* [Activity] Starting at the top of the records below and ending with the line that contains "Where can the chair", print each line exactly as written, skipping the pictures.

* [Data for review]
== == ==

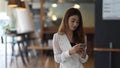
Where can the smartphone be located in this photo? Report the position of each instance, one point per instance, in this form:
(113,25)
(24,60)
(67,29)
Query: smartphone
(83,45)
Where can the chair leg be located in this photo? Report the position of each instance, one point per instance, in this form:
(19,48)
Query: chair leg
(22,56)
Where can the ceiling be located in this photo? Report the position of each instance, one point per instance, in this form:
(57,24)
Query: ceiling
(67,1)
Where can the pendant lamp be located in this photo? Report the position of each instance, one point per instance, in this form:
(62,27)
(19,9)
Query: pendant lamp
(12,3)
(21,4)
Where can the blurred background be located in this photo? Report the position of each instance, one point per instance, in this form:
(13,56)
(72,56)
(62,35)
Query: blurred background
(27,28)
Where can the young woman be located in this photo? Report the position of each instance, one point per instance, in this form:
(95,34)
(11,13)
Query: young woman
(67,47)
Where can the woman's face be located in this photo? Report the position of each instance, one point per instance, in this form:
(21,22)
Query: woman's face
(73,22)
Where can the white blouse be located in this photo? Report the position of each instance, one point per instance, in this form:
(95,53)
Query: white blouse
(61,46)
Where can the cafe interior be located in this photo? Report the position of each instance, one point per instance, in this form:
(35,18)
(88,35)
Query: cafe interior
(27,28)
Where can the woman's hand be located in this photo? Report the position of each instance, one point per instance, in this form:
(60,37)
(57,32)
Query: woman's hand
(75,49)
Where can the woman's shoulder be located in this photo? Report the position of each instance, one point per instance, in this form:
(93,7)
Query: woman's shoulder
(58,34)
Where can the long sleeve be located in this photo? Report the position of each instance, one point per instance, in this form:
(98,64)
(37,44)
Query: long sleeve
(59,55)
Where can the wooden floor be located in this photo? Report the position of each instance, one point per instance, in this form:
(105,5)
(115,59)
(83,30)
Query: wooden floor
(44,62)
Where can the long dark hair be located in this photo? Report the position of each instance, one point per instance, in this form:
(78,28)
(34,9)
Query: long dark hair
(78,35)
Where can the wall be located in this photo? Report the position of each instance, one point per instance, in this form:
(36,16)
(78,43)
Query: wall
(87,10)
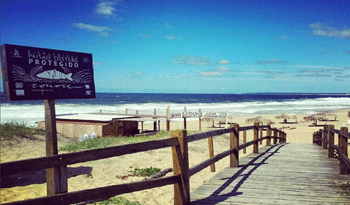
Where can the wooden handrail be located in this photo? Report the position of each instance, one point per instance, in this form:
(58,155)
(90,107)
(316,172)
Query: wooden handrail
(99,193)
(325,138)
(182,172)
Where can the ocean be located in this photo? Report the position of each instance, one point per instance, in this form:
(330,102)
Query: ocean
(30,112)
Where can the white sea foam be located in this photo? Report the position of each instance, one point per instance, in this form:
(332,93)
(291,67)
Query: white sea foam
(30,114)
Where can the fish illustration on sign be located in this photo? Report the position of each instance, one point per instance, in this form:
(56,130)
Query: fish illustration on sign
(54,74)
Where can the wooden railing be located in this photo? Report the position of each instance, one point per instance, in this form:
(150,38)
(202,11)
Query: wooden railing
(325,138)
(179,142)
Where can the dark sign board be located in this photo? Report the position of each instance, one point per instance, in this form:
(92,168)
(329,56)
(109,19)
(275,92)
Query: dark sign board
(31,73)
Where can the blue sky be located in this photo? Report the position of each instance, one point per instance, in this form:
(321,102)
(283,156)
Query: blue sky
(213,46)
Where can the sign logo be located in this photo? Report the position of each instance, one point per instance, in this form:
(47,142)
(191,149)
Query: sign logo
(16,54)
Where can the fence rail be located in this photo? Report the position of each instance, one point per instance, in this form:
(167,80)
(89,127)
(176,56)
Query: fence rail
(179,143)
(325,138)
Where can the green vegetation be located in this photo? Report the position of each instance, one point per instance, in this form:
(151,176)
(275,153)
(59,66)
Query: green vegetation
(111,141)
(9,131)
(90,144)
(144,172)
(117,200)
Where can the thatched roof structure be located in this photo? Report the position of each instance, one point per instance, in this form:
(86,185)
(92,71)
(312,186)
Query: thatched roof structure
(259,119)
(286,117)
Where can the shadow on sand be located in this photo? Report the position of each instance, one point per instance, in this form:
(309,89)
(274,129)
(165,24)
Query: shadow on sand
(39,177)
(216,197)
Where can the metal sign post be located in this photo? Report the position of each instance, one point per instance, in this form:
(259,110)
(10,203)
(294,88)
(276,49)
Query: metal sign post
(31,73)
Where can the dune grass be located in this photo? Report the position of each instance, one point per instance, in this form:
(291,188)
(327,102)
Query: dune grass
(111,141)
(117,200)
(11,130)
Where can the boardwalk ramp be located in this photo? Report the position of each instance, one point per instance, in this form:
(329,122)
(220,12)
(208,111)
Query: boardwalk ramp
(287,173)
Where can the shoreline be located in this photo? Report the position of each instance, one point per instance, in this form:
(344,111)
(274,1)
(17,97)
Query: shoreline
(101,173)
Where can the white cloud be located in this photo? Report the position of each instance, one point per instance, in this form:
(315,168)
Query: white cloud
(103,31)
(223,69)
(322,29)
(97,63)
(223,61)
(273,61)
(283,37)
(172,37)
(315,66)
(145,35)
(105,8)
(211,73)
(191,60)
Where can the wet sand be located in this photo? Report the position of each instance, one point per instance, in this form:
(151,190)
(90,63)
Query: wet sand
(105,172)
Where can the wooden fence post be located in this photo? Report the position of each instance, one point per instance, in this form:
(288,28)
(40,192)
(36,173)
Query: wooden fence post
(280,136)
(168,119)
(343,146)
(211,152)
(155,122)
(325,138)
(268,133)
(256,137)
(200,119)
(314,138)
(330,141)
(185,123)
(244,141)
(285,137)
(320,139)
(56,177)
(234,143)
(181,167)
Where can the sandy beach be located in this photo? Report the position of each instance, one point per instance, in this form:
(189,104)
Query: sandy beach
(104,172)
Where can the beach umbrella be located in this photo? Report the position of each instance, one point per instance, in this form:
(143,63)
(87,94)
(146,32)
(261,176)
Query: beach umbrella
(259,119)
(312,117)
(324,116)
(286,117)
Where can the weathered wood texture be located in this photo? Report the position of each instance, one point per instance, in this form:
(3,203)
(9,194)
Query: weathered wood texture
(281,174)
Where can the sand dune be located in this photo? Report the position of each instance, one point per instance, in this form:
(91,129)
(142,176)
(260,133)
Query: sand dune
(104,172)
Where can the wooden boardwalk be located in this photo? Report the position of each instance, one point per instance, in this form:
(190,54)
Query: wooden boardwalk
(281,174)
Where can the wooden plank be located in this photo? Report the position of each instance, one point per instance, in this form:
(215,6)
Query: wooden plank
(234,144)
(211,152)
(278,175)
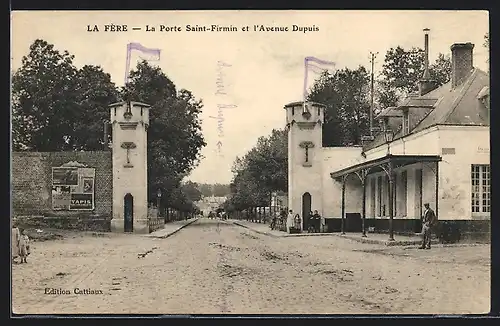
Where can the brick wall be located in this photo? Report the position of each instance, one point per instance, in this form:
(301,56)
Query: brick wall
(32,182)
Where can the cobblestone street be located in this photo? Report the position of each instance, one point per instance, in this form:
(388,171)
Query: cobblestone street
(214,267)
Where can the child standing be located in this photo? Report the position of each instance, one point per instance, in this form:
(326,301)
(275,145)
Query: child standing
(24,247)
(15,242)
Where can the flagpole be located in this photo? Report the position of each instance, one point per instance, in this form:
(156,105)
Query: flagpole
(127,68)
(305,85)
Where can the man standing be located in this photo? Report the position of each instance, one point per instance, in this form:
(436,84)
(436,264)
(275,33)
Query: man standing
(289,221)
(317,221)
(428,221)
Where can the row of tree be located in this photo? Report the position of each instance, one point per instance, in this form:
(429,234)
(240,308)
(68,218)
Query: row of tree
(59,107)
(347,96)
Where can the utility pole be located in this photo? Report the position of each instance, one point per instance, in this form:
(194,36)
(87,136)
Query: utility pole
(372,60)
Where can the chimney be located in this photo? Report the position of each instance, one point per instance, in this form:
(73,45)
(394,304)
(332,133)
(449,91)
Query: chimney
(426,84)
(461,63)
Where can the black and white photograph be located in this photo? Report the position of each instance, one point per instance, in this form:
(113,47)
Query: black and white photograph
(236,162)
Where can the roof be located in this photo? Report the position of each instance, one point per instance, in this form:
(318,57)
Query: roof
(293,104)
(443,106)
(375,165)
(390,112)
(140,104)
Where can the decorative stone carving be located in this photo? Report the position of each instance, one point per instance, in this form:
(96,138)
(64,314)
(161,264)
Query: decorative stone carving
(128,125)
(306,145)
(306,125)
(128,146)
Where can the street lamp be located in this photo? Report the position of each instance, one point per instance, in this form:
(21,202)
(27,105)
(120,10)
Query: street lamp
(389,136)
(158,200)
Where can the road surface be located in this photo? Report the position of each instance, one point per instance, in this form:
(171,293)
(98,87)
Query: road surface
(213,267)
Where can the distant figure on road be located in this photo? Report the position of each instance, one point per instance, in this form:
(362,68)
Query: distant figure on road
(289,221)
(16,236)
(24,247)
(297,222)
(428,221)
(317,221)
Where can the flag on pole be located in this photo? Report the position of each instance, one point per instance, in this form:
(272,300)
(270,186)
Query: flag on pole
(145,53)
(315,65)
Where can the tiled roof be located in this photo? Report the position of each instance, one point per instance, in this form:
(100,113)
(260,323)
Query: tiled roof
(444,105)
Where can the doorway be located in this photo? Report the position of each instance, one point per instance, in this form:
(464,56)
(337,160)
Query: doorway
(128,213)
(306,209)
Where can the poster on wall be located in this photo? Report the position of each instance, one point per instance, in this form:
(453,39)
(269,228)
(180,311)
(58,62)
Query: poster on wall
(60,197)
(65,176)
(81,202)
(73,187)
(88,185)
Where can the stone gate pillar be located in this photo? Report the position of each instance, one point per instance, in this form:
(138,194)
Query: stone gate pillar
(304,123)
(130,122)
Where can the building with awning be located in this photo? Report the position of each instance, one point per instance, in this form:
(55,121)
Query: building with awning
(432,148)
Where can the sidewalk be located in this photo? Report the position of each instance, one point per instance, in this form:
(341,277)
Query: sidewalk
(383,238)
(171,228)
(371,238)
(266,230)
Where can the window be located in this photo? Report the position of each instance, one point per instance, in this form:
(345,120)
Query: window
(406,122)
(379,196)
(481,184)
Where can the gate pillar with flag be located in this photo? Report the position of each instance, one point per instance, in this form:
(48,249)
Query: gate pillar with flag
(130,121)
(143,53)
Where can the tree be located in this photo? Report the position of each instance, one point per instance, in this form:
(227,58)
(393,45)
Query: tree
(190,190)
(401,71)
(57,106)
(44,99)
(346,96)
(174,134)
(261,171)
(205,189)
(268,163)
(220,190)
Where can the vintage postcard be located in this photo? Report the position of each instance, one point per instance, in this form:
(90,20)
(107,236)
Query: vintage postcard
(250,162)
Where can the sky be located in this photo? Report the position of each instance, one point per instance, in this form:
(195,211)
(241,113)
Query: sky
(243,77)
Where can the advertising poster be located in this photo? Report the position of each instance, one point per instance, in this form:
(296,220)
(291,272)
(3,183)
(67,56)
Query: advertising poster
(61,197)
(81,202)
(73,188)
(65,176)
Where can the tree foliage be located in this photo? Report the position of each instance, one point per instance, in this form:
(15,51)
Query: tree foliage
(401,71)
(261,171)
(174,134)
(346,94)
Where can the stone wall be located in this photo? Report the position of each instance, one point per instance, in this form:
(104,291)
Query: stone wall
(475,230)
(32,184)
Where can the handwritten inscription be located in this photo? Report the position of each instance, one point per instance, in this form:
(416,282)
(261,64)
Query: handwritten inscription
(221,91)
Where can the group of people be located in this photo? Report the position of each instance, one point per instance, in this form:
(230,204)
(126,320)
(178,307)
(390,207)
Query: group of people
(20,244)
(312,223)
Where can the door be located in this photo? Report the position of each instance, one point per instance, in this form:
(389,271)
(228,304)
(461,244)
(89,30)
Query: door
(306,209)
(128,214)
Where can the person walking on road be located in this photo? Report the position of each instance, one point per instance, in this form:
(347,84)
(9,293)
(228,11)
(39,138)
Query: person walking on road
(317,221)
(428,221)
(289,221)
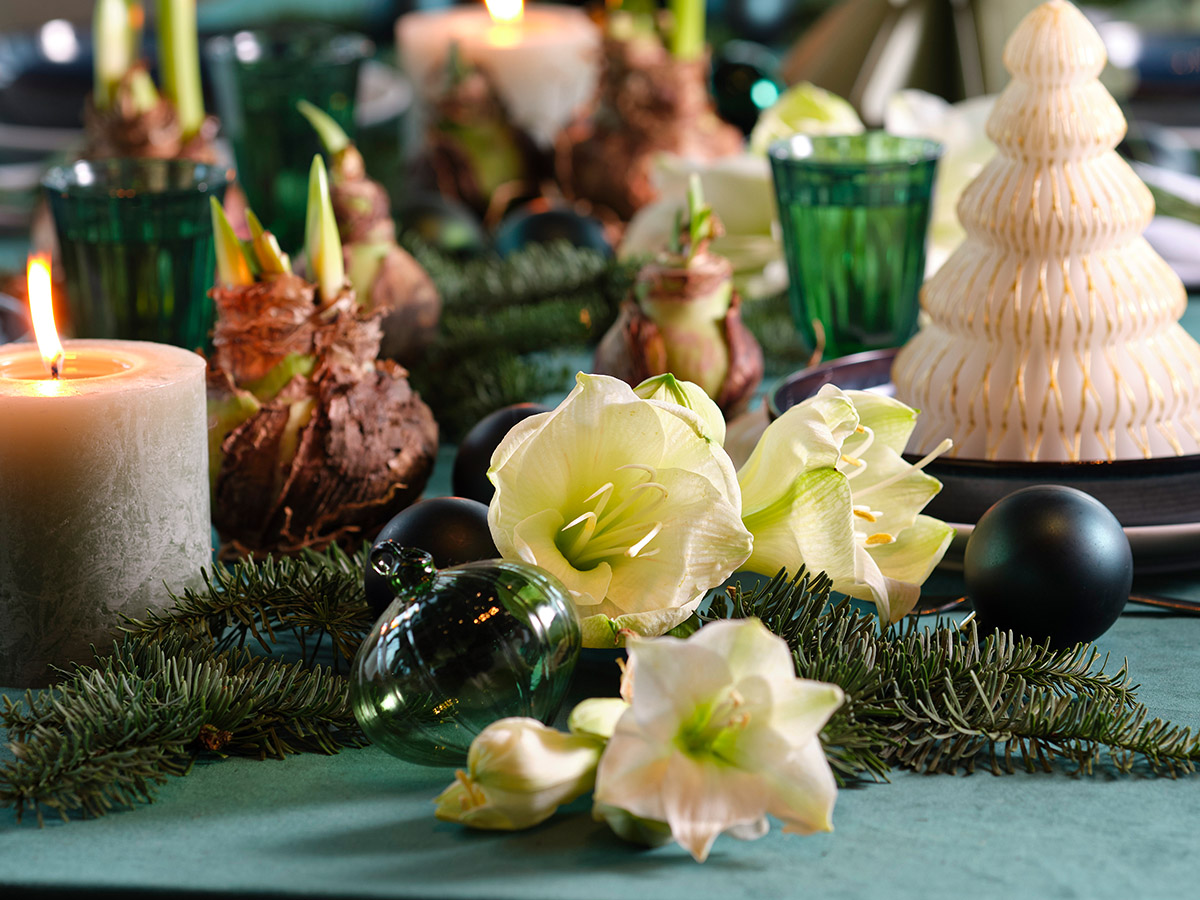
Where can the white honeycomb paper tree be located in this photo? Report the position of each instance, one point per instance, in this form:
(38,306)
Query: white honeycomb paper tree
(1053,331)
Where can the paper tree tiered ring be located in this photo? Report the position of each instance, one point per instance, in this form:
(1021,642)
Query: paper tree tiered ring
(1053,330)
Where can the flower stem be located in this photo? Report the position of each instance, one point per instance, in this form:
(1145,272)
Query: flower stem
(180,63)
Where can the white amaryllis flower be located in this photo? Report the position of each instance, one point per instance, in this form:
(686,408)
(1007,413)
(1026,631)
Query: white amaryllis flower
(826,487)
(719,733)
(625,501)
(519,772)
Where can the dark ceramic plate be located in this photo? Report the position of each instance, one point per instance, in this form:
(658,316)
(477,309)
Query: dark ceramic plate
(1156,501)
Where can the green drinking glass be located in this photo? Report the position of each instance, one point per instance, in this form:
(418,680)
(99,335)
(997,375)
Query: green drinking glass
(258,78)
(136,239)
(855,210)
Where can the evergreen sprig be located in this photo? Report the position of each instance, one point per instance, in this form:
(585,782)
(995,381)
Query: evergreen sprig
(945,699)
(111,733)
(187,682)
(499,316)
(310,599)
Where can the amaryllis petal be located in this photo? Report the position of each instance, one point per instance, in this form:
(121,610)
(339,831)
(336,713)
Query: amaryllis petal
(628,501)
(702,798)
(719,732)
(533,540)
(916,551)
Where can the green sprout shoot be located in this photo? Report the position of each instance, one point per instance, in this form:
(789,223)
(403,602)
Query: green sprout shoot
(233,268)
(323,246)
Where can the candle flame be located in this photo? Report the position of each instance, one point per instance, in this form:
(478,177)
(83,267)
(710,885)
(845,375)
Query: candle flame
(41,309)
(505,12)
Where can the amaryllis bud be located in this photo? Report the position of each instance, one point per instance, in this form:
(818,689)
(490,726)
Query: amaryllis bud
(683,317)
(519,773)
(669,389)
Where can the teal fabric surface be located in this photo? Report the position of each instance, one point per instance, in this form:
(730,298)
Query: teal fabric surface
(361,825)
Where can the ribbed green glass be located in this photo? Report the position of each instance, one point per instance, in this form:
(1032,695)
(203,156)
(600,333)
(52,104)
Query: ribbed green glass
(259,77)
(855,210)
(457,649)
(136,240)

== == ==

* [Reply]
Where can the smartphone be located in this photo? Report the position of each instance, one point per instance, in this form:
(113,25)
(24,60)
(67,29)
Query: smartphone
(83,45)
Where can the chair leg be located in this photo? Report the position of each instance, one point per instance, in this form:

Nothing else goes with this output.